Records shown –
- - - - - - -

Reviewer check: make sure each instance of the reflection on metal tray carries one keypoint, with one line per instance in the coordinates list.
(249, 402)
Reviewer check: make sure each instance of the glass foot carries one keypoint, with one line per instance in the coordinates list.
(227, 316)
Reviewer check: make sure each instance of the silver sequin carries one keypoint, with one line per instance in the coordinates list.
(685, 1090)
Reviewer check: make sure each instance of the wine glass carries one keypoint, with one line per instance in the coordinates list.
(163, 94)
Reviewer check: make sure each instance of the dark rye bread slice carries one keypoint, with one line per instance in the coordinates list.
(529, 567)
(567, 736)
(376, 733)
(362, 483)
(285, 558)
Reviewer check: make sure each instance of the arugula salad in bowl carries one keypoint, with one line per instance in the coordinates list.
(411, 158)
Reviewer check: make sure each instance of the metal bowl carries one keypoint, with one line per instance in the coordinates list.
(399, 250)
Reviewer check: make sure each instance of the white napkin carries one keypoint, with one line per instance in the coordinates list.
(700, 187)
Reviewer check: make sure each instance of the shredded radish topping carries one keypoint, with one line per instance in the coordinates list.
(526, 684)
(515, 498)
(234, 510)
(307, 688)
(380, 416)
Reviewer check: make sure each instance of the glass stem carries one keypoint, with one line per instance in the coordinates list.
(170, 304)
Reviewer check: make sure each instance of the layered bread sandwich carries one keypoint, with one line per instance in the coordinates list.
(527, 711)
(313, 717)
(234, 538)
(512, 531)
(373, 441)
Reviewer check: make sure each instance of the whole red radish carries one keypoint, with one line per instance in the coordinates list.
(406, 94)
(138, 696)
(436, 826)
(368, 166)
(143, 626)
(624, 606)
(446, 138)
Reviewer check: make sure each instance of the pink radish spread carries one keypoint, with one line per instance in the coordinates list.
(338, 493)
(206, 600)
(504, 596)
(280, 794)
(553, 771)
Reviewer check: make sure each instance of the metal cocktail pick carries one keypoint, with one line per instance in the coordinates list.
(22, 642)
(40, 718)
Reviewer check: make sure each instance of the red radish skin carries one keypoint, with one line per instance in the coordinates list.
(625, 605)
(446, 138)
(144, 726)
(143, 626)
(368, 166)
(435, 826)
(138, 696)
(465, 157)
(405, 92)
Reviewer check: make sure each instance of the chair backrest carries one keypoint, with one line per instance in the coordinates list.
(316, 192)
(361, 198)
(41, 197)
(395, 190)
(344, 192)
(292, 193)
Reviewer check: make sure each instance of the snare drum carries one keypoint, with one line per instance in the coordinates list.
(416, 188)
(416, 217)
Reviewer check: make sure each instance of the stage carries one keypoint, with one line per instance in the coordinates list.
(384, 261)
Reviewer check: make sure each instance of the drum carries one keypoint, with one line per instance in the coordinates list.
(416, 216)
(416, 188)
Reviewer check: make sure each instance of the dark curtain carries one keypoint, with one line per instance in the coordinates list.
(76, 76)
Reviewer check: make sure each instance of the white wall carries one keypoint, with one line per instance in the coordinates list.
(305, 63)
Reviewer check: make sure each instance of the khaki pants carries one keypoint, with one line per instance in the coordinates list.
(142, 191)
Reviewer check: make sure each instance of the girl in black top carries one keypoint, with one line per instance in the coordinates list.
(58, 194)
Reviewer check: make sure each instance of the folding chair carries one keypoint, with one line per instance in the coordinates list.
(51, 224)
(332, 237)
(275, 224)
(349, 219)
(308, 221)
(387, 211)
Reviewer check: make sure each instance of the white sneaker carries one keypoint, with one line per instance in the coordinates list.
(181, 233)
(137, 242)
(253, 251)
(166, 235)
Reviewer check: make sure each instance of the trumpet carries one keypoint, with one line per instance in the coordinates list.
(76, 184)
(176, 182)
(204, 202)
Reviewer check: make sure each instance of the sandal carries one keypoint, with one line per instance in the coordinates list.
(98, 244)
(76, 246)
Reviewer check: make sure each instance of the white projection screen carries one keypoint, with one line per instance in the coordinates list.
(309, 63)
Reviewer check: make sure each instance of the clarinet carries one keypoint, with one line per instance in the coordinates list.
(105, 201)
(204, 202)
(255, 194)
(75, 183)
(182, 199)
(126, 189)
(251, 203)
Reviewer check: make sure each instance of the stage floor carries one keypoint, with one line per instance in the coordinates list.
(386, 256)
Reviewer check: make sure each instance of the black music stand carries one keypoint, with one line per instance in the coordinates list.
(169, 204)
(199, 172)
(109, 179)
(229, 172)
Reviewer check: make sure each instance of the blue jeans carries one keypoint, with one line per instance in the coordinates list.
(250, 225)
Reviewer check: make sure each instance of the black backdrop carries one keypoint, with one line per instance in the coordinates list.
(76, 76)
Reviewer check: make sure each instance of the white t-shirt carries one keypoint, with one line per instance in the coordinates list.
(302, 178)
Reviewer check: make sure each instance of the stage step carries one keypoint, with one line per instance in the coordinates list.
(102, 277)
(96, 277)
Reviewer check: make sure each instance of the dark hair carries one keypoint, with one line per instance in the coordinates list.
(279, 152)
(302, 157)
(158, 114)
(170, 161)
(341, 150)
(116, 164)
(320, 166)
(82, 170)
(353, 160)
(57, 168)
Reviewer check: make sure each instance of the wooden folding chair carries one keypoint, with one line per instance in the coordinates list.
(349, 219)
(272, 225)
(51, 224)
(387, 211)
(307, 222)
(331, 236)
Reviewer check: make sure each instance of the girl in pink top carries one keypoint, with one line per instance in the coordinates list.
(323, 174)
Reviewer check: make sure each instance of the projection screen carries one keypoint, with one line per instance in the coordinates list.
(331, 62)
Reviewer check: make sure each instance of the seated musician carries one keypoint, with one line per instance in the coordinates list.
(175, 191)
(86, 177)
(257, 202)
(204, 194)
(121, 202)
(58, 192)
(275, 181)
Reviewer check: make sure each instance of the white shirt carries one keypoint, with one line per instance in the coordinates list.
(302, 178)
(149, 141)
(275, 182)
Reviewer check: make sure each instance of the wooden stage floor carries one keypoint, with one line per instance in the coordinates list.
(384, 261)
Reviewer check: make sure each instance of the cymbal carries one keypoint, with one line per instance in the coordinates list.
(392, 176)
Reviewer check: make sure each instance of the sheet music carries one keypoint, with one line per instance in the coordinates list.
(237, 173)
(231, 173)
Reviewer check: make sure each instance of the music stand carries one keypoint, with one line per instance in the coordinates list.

- - - - - - -

Goal of the exercise – Write out the records above again, keeping each one identical to the original.

Response to this exercise –
Reviewer check: make sure each instance of the reflection on metal tray carries one keypoint, with one line per instance in the coordinates list.
(249, 402)
Reviewer check: make sure each instance of the glass foot carries one keypoint, with one line per instance in the coordinates list.
(227, 316)
Reviewer check: make sure each instance of the silver sequin carries one keypoint, with one line per instance in the coordinates list.
(685, 1090)
Reviewer check: make sure each instance of the wine glass carries one keypoint, with one line per instance in the coordinates list.
(163, 94)
Reviewer check: make sure each instance of the dark rye bread slice carries one keypoint, with one line per instance in the coordinates list.
(529, 567)
(567, 736)
(376, 733)
(362, 483)
(285, 558)
Reviewer check: make sure each instance of the arugula salad in bowl carries one keypoint, with one line per instance in the coordinates list.
(411, 158)
Reviewer check: make sure each instance of the metal bowl carries one keypoint, with one line per instance in the coordinates list.
(399, 250)
Reviewer check: make sure each instance of the white napkin carries one keypoint, with one line per instance in the coordinates list.
(700, 187)
Reviewer check: make sure each instance of the shredded radish topping carries one keypoint, with one line per instance in the coordinates list.
(526, 684)
(515, 498)
(234, 510)
(307, 688)
(380, 416)
Reviewer check: make sure each instance of the glass stem carries one keypoint, with one line per instance in the coordinates list.
(170, 304)
Reviewer check: make sure each instance of the layered bread sandwich carries one keypoint, with one line per instance in the coordinates list.
(527, 711)
(313, 717)
(234, 538)
(512, 531)
(373, 441)
Reviewer check: make sure each instance of the whole red radish carries one keypoint, with one line per instance in the coordinates list.
(406, 94)
(138, 696)
(436, 826)
(368, 166)
(143, 626)
(624, 606)
(446, 138)
Reviewer check: make sure each instance of the pink radish spread carries one keypoint, with one line per instance in the coordinates list.
(338, 493)
(206, 600)
(504, 596)
(280, 794)
(553, 771)
Reviewer check: make sure each instance of the metal cocktail pick carries one keypoint, with one line per instance in the coordinates list.
(22, 642)
(40, 718)
Reviewer check: make sure each instance of the red radish skin carries one keypoint, with one line per instance in the coordinates list.
(625, 605)
(446, 138)
(144, 726)
(143, 626)
(368, 166)
(435, 826)
(138, 696)
(465, 157)
(405, 92)
Reviewer check: make sure each instance of the chair backrest carries one keypoint, with one line per instance in the coordinates list.
(316, 192)
(361, 198)
(41, 197)
(395, 190)
(344, 192)
(292, 193)
Reviewer check: make sure each instance of the snare drum carries one keypoint, with one line per instance in the coordinates list.
(416, 188)
(416, 217)
Reviewer check: make sure each instance of the stage carries one keypoint, with one line per instance in the coordinates list.
(384, 261)
Reviewer check: make sure each instance of the drum carries one keypoint, with one line per instance in the coordinates list.
(416, 216)
(416, 188)
Reviewer check: make sure each instance of the dark curtain carries one keypoint, with one line per instance in the coordinates list.
(76, 76)
Reviewer check: make sure each instance of the white wall carries one keypoint, with one line per instance in the coordinates list.
(305, 63)
Reviewer check: make sure each instance of the khaki pants carries one keypoint, with one line per instance in the coordinates list.
(142, 191)
Reviewer check: make sure each instance of the girl in black top carries one keypoint, with one line per instance in the coordinates list.
(58, 194)
Reviewer check: make sure each instance of the folding chair carries one keypoint, with one line per instance in the coordinates list.
(51, 224)
(332, 237)
(275, 224)
(349, 219)
(308, 221)
(387, 211)
Reviewer check: make sure each instance of the white sneaker carries one keypoint, with one line per instance in the coordinates list.
(181, 233)
(137, 242)
(253, 251)
(166, 235)
Reviewer check: make sure each instance of the trumpet carries one keypoint, with one line per instance in the coordinates list.
(76, 184)
(176, 182)
(204, 202)
Reviewer check: make sure each instance of the sandal carries one keypoint, with one line per instance in the coordinates list.
(98, 244)
(76, 246)
Reviewer check: make sure each instance of the white projection screen carries one keypoint, with one line per instance in the coordinates list.
(309, 63)
Reviewer check: make sure each instance of the clarinet carries one keypoint, with one line per instance in the coordinates list.
(105, 201)
(204, 202)
(255, 194)
(75, 183)
(182, 199)
(126, 189)
(251, 203)
Reviewer check: make sure each instance of the stage floor carries one keypoint, with one line per instance in the coordinates list.
(386, 256)
Reviewer check: make sure each instance of the black music stand carries one keypoint, with one line per instance in the coordinates list.
(169, 204)
(199, 172)
(109, 179)
(229, 172)
Reviewer check: make sure each instance of the blue jeans carries one keypoint, with one line per instance in the coordinates list.
(250, 225)
Reviewer check: make sure each instance of the black backdrop carries one keypoint, with one line per instance in the coordinates list.
(76, 76)
Reviewer check: make sure each instance of the white t-shirt carries one keypoint, with one line per instance in the coordinates list.
(302, 178)
Reviewer check: make sure each instance of the stage step carries one keypoint, with one line per instance in the coordinates list.
(102, 277)
(96, 277)
Reviewer check: make sure each instance of the dark hair carries one keypoint, with one line per instance in the coordinates list.
(279, 152)
(302, 157)
(158, 114)
(170, 161)
(341, 150)
(116, 164)
(320, 166)
(82, 170)
(353, 160)
(57, 168)
Reviewer check: make sure each instance of the wooden folding chair carries one keypoint, with one line per instance in the coordinates list.
(349, 219)
(272, 225)
(51, 224)
(387, 211)
(307, 222)
(331, 236)
Reviewer check: make sure each instance of the girl in pink top carries one keypoint, with one line per instance in the coordinates list.
(323, 174)
Reviewer check: make sure each instance of the projection screen carries one keypoint, with one line per instance in the coordinates list.
(331, 62)
Reviewer check: make sure each instance of the seated musician carries one keypoint, with one line per instance in the coordinates list.
(175, 191)
(86, 177)
(257, 202)
(204, 194)
(121, 202)
(58, 192)
(275, 181)
Reviewer check: make sure each instance of the white shirt carries one keypoint, with one line per instance in the coordinates list.
(302, 178)
(149, 141)
(275, 182)
Reviewer check: make sure each instance of the wooden stage floor carries one keypoint, with one line per instance in the coordinates list.
(384, 261)
Reviewer check: make sure each instance of the cymbal carries one keypoint, with one line per instance in the coordinates list.
(392, 176)
Reviewer check: make sure each instance of the sheet music carries one keypoint, with one line per instance in the coordinates list.
(237, 173)
(231, 173)
Reviewer check: make sure each instance of the music stand carries one keypoint, with one line per instance in the coordinates list.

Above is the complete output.